*** Excerpt provided ***

Of learning to reach out and log off

When I came across this Tweet, Adelaide and South Australia were in the lucky position of having the lowest level of restrictions in mainland Australia.

(Note: I wrote a blog post previously about some of the reasons why an HDR student might find Twitter useful.) So when I was asked by a few interstate friends, as well as family and friends from overseas, how I was going with the news of a snap lockdown, my first response was, “I’m processing”. As a student of psychology, here is a quick list of lockdown tips I’ve collected from some of my peers:

  • Oxytocin: the love hormone. Do something kind for someone else. One of my neighbours walked past my street and dropped off a home-made posy from their garden. 
  • Endorphin: the painkiller. Exercise of course but there’s also laughter. Watch a comedy, ring a friend and have a light-hearted chat.
  • Serotonin: the mood stabiliser. I’d say go for a bushwalk but not everyone’s within 2.5 kilometres of a forest. Meditation though is handy, as well as simple breathing exercises. 
  • Dopamine: the reward chemical. Lots of self-care activities would fall under this one such as yoga, enjoying a warm bath and good-quality sleep, but completing tasks also helps. 

 

To be perfectly honest, I wouldn’t mind locking down completely and emerging with a fully-formed thesis, completely ready for submission. I’ve enjoyed several months of going into the office, seeing peers, but also have relished catching up with friends face-to-face. I am looking forward to some quiet time. I have all my data and now the task at hand is to accomplish some serious analysis and earnest thesis-writing. I know it’s really challenging at the moment with my candidature, but I remind myself that I will miss this special time of just focusing on my own research interest.

*** End of Excerpt provided ***

Required tasks:
**a.** Render this sentence from the lockdown post in Spanish: "I am looking forward to some quiet time."
**b.** In the lockdown post, swap "comedy" for "sitcom" and write out the stretch from "Of learning to" through "a light-hearted chat.".

*** Listed entries ***

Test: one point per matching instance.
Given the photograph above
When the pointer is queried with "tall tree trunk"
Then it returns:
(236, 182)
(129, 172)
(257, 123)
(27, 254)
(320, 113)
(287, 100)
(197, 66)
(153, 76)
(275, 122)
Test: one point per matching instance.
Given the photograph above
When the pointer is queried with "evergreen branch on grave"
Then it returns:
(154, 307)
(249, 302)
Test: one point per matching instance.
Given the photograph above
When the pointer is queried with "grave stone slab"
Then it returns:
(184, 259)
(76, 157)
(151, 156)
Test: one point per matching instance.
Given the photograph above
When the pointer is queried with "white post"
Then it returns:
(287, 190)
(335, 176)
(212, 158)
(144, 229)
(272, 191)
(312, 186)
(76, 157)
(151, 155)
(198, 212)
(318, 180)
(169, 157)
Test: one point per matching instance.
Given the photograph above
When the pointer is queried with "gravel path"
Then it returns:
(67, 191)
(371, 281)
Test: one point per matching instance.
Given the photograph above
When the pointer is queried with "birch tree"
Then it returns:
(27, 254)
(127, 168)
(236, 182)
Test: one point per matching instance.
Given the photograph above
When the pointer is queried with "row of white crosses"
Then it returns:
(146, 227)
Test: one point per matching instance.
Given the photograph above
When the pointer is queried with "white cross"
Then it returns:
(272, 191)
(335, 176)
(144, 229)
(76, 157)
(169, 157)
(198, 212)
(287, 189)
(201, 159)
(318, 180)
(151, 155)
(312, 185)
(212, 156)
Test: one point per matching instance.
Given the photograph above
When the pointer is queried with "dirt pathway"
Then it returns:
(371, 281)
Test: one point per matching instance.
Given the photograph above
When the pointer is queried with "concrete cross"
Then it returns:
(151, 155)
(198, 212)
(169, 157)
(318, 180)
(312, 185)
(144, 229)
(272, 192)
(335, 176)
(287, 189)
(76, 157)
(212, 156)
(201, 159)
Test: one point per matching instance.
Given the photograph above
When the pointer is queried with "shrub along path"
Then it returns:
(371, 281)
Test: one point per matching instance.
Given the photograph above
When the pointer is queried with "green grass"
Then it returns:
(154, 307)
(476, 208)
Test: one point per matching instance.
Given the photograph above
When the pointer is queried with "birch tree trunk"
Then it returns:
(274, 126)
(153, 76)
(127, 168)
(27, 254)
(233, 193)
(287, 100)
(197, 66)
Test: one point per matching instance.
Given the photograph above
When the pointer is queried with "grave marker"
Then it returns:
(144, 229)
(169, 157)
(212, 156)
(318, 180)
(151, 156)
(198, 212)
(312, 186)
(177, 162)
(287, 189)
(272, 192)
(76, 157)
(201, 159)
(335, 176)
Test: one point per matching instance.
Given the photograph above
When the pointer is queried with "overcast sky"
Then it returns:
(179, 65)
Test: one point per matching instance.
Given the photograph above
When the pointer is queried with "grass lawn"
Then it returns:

*** End of Listed entries ***

Exercise responses:
**a.** Tengo muchas ganas de disfrutar de un poco de tiempo tranquilo.

**b.**
Of learning to reach out and log off

When I came across this Tweet, Adelaide and South Australia were in the lucky position of having the lowest level of restrictions in mainland Australia.

(Note: I wrote a blog post previously about some of the reasons why an HDR student might find Twitter useful.) So when I was asked by a few interstate friends, as well as family and friends from overseas, how I was going with the news of a snap lockdown, my first response was, “I’m processing”. As a student of psychology, here is a quick list of lockdown tips I’ve collected from some of my peers:

  • Oxytocin: the love hormone. Do something kind for someone else. One of my neighbours walked past my street and dropped off a home-made posy from their garden. 
  • Endorphin: the painkiller. Exercise of course but there’s also laughter. Watch a sitcom, ring a friend and have a light-hearted chat.